┌─ Supplied data

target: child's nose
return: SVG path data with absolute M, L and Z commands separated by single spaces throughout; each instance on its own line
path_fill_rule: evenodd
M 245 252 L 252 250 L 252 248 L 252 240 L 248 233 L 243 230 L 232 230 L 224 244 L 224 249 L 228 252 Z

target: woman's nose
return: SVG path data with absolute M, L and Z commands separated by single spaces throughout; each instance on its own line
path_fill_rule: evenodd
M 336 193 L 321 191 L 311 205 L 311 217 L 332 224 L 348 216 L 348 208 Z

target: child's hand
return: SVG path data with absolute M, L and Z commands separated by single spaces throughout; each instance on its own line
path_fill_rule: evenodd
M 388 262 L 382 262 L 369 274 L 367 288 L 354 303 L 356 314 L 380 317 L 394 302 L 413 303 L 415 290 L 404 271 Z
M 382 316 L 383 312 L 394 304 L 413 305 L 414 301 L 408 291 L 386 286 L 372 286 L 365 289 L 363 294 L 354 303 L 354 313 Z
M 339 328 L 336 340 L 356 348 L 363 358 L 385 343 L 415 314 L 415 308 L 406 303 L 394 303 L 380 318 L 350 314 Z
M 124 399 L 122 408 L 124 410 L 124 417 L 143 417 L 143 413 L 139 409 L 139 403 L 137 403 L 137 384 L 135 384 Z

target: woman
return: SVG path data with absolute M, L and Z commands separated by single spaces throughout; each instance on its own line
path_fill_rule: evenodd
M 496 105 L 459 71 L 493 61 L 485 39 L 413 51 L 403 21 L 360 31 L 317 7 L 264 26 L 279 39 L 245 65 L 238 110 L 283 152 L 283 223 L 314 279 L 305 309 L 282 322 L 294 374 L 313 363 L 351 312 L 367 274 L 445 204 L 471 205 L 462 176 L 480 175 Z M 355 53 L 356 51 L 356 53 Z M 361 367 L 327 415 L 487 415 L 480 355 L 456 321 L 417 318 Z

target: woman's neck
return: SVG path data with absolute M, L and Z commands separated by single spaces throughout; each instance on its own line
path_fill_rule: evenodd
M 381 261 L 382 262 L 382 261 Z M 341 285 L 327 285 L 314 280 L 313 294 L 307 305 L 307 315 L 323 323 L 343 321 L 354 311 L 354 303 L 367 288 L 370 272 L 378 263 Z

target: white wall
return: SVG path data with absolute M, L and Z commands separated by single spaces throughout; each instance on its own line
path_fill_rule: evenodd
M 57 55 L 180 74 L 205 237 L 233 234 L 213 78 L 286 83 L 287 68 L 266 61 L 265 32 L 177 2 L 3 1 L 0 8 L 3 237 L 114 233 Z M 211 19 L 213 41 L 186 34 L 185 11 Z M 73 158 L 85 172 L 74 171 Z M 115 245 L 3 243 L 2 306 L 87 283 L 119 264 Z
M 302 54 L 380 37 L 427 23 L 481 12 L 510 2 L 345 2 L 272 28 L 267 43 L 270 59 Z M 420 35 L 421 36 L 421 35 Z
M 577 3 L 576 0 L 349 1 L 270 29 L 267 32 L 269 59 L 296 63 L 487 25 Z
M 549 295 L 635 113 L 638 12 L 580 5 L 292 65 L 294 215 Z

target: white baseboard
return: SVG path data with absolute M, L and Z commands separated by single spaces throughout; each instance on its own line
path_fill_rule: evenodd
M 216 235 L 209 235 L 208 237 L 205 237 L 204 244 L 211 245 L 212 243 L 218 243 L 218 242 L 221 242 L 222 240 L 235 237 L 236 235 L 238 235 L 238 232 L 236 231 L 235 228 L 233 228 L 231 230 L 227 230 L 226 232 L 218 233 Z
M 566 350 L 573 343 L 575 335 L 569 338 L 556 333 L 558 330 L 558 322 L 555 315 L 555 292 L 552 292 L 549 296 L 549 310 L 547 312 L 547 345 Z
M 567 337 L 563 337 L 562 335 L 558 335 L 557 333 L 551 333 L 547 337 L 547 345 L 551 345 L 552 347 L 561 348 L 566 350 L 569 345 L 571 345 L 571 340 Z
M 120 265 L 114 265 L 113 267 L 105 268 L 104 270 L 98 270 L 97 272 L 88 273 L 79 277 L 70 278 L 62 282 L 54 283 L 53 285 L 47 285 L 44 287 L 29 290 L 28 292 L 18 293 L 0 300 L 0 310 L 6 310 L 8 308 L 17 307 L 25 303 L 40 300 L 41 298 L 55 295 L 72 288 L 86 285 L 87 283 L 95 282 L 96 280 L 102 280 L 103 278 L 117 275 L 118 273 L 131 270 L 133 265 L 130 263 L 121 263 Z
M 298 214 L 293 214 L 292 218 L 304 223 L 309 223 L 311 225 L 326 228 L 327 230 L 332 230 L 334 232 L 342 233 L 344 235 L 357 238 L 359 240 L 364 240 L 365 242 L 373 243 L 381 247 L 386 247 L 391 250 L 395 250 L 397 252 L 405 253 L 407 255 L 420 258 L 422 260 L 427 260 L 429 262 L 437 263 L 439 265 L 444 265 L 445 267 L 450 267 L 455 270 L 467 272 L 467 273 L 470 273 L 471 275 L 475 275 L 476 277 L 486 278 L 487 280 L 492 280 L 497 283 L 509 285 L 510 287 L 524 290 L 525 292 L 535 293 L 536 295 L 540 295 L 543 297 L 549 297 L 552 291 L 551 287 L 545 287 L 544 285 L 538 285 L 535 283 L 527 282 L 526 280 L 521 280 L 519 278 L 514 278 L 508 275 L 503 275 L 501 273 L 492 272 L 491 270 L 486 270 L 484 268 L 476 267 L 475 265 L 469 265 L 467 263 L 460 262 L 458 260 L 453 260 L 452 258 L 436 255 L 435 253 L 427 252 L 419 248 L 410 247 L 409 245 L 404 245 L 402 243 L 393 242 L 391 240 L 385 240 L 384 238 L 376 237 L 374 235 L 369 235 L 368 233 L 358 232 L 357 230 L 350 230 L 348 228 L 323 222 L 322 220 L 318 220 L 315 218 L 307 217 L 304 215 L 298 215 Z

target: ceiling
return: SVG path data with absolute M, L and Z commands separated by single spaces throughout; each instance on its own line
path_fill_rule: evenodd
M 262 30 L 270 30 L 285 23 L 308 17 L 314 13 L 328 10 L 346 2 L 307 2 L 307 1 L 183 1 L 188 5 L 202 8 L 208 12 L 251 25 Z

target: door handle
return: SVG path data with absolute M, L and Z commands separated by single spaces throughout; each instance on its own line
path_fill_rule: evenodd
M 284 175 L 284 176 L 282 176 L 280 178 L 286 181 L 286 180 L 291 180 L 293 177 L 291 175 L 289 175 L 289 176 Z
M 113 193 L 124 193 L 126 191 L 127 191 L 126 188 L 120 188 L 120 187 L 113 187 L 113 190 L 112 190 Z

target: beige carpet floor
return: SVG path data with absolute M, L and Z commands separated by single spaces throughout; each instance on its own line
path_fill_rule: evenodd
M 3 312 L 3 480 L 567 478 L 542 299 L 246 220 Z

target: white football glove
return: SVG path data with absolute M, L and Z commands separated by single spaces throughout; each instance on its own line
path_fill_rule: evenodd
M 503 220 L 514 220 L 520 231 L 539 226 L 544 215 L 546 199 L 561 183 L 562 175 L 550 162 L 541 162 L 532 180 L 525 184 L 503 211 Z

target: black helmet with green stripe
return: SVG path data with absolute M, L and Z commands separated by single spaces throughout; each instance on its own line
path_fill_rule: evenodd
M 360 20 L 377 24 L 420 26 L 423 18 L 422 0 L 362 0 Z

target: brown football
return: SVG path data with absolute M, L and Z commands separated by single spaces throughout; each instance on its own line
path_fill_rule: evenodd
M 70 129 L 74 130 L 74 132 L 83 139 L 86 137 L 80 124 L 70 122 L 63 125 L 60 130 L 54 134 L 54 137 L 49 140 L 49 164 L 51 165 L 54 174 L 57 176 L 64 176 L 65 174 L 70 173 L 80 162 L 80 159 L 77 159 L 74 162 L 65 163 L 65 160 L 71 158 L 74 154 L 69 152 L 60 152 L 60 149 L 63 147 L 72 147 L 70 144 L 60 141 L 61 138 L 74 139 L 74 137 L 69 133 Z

└─

> **What to do**
Say how many lines of these records hold the string "nose", giving the number and no other words.

> **Response to this task**
2